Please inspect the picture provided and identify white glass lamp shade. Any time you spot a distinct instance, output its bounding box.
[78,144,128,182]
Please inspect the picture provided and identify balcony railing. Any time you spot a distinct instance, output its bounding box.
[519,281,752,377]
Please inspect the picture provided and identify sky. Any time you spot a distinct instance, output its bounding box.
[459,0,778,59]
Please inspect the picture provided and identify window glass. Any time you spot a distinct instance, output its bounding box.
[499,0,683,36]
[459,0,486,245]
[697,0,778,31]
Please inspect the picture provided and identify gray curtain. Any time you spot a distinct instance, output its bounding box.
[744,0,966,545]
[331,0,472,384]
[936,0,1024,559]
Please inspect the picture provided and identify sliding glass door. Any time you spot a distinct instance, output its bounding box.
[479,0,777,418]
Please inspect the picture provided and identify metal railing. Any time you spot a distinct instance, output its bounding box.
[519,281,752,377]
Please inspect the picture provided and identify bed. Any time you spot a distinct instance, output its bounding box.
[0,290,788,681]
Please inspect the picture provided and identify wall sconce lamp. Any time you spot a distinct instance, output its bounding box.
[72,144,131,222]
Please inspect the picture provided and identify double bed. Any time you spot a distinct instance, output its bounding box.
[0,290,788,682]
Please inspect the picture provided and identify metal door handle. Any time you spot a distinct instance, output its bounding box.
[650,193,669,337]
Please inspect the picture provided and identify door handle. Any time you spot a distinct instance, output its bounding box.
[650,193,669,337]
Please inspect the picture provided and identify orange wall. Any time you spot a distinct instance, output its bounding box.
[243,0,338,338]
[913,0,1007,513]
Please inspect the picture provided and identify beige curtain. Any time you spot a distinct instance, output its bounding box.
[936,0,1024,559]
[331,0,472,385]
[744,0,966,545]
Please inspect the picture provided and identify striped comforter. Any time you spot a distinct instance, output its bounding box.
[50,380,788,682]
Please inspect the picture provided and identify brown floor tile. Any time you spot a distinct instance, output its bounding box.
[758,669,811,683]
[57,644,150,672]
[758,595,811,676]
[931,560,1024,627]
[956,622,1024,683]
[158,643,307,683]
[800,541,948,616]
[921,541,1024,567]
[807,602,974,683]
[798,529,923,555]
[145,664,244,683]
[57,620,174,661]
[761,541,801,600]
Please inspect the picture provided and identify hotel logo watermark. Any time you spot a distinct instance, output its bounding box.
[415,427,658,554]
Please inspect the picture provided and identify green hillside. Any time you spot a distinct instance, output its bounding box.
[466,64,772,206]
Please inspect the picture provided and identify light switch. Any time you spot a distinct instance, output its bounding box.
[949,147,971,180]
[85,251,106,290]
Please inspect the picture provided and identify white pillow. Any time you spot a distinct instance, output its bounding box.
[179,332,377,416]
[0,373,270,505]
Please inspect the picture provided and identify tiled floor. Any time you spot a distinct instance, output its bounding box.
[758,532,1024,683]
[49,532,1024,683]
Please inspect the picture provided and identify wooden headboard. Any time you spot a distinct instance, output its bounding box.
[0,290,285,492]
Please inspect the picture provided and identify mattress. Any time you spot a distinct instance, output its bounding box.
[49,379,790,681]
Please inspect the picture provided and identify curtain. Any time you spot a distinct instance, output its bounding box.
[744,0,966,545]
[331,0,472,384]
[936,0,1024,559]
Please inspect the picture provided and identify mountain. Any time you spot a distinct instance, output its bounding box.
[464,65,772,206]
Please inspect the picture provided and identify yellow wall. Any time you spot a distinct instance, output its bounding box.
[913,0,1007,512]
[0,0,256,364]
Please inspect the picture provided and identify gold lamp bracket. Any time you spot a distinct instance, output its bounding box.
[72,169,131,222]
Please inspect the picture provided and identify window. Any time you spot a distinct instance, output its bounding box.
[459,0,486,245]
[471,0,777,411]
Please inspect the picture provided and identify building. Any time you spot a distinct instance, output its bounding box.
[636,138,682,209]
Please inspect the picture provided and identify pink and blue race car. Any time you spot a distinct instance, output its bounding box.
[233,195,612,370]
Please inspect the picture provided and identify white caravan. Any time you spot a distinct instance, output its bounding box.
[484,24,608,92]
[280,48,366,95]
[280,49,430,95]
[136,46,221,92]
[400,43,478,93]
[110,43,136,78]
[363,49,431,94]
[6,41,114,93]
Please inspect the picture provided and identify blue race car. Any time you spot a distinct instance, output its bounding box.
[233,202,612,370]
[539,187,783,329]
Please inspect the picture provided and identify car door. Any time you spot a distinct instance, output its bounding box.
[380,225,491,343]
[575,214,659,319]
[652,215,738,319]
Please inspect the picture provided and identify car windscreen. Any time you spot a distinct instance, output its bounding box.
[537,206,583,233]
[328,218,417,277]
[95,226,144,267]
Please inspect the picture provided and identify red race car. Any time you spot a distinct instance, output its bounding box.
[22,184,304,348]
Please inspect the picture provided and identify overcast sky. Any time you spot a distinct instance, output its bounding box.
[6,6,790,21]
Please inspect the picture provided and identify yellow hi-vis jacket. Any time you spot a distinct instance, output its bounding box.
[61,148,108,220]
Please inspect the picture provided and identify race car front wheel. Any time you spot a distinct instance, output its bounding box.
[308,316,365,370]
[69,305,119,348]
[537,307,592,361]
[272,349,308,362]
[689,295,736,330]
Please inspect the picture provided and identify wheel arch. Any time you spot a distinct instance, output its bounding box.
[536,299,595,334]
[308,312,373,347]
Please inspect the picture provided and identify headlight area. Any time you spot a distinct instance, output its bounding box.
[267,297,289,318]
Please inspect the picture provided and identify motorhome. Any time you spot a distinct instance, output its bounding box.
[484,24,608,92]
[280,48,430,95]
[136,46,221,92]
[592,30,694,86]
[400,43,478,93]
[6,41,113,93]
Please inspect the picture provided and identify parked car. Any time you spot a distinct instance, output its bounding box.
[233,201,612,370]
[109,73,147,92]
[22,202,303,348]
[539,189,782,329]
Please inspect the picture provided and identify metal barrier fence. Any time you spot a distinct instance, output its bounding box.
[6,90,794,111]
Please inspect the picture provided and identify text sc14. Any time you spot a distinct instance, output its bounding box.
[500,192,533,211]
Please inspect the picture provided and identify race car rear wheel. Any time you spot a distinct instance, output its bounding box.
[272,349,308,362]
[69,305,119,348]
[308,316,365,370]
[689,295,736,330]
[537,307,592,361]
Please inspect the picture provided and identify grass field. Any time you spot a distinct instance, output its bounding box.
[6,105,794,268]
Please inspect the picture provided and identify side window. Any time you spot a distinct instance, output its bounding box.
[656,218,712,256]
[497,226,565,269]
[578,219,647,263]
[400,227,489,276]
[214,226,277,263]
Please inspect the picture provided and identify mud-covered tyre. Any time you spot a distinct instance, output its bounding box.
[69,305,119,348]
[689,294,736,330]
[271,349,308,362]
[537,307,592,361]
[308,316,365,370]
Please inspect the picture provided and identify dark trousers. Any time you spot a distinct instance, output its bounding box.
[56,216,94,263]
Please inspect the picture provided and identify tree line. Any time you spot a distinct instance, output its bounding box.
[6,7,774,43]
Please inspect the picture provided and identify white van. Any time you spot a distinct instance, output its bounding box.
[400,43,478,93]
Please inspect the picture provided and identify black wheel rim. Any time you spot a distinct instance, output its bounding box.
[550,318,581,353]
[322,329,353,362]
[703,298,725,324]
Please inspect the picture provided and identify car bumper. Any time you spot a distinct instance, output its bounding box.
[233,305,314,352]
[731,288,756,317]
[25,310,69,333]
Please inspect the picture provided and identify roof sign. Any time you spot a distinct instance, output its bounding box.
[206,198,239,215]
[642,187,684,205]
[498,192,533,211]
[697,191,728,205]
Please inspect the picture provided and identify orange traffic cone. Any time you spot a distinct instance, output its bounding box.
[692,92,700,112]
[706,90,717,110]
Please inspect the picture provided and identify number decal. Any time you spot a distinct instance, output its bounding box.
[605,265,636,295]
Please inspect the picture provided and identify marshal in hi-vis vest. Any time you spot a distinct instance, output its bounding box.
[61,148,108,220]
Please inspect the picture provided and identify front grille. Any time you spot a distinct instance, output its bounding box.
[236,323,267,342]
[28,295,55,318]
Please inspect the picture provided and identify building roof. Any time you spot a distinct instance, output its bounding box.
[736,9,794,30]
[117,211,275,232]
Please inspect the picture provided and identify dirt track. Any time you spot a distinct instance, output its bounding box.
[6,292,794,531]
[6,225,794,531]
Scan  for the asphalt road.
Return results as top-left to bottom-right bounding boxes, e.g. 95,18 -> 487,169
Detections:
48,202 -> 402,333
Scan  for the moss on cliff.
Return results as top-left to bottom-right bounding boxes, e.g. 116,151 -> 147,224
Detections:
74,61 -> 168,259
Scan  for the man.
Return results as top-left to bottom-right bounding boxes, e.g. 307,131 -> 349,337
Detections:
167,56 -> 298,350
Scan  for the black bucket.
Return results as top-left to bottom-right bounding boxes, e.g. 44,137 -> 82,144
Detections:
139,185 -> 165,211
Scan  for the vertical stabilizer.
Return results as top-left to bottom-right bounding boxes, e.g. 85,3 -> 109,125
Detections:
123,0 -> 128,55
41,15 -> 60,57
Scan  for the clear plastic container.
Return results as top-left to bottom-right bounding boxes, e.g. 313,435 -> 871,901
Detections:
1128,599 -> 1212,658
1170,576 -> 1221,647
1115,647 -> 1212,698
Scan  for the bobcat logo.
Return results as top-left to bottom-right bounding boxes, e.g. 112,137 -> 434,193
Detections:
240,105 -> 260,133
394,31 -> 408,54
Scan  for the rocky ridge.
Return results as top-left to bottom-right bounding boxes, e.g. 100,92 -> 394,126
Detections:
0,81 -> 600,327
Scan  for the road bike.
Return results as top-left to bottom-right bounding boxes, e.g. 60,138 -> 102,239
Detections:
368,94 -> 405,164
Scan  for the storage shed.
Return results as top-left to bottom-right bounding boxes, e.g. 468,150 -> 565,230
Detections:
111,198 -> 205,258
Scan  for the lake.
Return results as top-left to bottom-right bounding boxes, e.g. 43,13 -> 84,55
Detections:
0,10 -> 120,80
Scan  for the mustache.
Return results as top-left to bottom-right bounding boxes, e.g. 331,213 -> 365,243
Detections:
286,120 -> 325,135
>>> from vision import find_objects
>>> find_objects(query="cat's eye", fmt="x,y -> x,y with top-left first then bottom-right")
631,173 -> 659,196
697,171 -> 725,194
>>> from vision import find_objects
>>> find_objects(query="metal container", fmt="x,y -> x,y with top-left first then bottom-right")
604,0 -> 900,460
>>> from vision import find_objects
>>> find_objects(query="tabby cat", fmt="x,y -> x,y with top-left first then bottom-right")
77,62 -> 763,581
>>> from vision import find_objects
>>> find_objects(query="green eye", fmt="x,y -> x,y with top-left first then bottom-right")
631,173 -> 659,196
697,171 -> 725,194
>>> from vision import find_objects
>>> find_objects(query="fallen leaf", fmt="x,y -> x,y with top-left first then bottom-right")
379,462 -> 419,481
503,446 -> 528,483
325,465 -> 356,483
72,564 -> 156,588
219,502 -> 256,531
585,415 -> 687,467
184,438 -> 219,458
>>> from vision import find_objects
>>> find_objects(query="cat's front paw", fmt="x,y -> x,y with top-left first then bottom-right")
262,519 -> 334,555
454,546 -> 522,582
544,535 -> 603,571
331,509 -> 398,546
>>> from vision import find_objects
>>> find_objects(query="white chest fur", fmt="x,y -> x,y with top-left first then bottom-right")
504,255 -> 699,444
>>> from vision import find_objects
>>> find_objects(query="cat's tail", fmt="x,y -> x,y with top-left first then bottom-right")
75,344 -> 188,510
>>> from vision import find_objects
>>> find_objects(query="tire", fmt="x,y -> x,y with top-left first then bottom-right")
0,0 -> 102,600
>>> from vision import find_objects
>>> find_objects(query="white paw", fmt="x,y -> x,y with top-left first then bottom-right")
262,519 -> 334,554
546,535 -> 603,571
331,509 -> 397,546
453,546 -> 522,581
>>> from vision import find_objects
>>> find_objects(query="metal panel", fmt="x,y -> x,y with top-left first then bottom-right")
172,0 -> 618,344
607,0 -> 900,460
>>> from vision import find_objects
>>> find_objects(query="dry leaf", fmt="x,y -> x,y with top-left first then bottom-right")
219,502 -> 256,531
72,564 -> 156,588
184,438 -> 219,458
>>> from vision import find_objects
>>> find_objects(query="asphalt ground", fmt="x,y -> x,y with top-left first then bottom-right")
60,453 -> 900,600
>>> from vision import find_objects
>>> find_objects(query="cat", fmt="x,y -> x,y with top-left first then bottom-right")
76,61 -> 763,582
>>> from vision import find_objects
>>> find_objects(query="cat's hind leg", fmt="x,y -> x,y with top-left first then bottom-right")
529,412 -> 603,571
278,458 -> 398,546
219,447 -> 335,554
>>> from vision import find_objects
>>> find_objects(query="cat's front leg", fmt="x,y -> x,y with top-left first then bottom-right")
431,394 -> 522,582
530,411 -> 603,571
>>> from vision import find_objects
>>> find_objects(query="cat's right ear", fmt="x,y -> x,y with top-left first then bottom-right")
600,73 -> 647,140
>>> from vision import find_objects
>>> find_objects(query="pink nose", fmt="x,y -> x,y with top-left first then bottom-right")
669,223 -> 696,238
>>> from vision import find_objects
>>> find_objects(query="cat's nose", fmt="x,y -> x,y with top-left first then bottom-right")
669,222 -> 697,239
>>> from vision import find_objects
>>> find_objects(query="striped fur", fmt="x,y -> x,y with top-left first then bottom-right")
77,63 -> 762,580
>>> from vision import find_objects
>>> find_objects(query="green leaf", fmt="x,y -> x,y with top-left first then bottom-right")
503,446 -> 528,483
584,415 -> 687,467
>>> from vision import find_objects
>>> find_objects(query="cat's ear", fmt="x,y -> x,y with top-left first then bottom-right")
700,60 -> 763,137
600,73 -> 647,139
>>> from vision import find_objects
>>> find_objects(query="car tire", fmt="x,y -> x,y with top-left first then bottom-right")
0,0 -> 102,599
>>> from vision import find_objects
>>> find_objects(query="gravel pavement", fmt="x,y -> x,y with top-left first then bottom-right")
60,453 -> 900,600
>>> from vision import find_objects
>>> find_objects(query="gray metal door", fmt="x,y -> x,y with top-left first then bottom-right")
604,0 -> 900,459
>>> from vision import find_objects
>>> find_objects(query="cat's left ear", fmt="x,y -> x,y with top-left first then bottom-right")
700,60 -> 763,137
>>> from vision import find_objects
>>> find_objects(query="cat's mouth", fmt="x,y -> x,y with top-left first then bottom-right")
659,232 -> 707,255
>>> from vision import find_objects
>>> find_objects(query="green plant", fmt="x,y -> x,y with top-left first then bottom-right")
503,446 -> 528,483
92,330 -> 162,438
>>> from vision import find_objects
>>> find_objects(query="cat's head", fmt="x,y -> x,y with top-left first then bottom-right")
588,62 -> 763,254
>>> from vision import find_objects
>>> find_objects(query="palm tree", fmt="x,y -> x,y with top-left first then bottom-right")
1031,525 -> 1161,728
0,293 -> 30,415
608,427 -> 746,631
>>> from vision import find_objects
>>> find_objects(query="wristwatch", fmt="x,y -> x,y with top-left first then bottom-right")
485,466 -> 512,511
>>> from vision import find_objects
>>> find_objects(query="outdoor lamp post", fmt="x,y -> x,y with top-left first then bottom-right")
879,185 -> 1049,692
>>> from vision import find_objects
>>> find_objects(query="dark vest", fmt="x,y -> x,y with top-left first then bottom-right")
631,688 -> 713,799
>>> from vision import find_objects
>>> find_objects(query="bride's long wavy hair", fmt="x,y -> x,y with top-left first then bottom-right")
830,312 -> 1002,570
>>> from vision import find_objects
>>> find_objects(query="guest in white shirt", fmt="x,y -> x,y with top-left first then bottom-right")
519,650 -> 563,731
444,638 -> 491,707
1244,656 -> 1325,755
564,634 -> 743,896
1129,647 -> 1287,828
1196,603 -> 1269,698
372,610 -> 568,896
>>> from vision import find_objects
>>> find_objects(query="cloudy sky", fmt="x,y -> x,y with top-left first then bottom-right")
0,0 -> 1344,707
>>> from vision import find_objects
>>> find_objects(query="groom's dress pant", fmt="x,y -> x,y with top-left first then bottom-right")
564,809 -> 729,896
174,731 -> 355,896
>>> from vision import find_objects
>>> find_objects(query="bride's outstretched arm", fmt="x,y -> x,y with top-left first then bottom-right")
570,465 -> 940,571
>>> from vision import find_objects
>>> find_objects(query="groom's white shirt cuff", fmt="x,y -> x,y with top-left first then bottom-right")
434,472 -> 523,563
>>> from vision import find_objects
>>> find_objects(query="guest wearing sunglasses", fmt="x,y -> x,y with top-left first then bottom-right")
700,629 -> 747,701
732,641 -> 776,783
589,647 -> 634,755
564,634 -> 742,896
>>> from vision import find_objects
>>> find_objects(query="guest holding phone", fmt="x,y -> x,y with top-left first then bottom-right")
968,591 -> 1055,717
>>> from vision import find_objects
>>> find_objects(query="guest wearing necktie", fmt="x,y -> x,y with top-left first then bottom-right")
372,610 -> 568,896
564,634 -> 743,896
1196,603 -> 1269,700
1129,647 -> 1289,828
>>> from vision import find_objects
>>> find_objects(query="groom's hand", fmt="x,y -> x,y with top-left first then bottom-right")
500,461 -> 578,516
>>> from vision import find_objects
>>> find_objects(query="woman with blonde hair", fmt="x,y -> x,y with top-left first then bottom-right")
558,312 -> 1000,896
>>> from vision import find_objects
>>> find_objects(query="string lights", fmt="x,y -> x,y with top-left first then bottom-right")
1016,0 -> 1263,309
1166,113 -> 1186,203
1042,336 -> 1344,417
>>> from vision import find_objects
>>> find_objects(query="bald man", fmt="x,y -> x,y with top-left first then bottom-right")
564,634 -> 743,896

CHALLENGE:
Please format the lines from the one that contains "Please inspect the picture provided and identify hotel" through the one that contains "[85,251,106,290]" as a JSON list of strings, one string per line and no blank lines.

COMPLETE OUTPUT:
[
  "Please inspect the picture provided and identify hotel logo watermark. Any time you spot a distinct instance, output its bounding box.",
  "[415,427,658,554]",
  "Please inspect the picture provided and identify green hillside. Any time you spot a distinct instance, output its bounding box.",
  "[466,64,772,206]",
  "Please inspect the picture provided and identify light switch. Any time you spot a distinct instance, output its bounding box.",
  "[949,147,971,180]",
  "[85,251,106,290]"
]